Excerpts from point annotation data
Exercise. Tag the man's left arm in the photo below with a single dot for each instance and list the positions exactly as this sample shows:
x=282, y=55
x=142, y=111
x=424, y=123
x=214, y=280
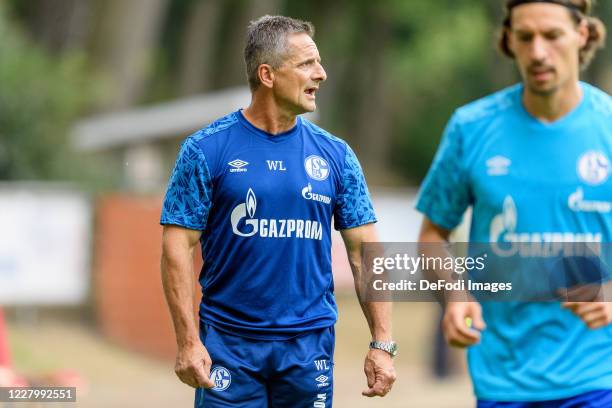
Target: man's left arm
x=378, y=365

To do → Write out all of the lines above again, requests included, and shift each answer coordinate by adding 54 to it. Leave the pictures out.

Response for this exercise →
Exercise. Tag the man's left arm in the photo below with a single dot for each instance and list the positions exactly as this sample shows:
x=282, y=55
x=142, y=111
x=424, y=123
x=214, y=280
Target: man's left arm
x=432, y=419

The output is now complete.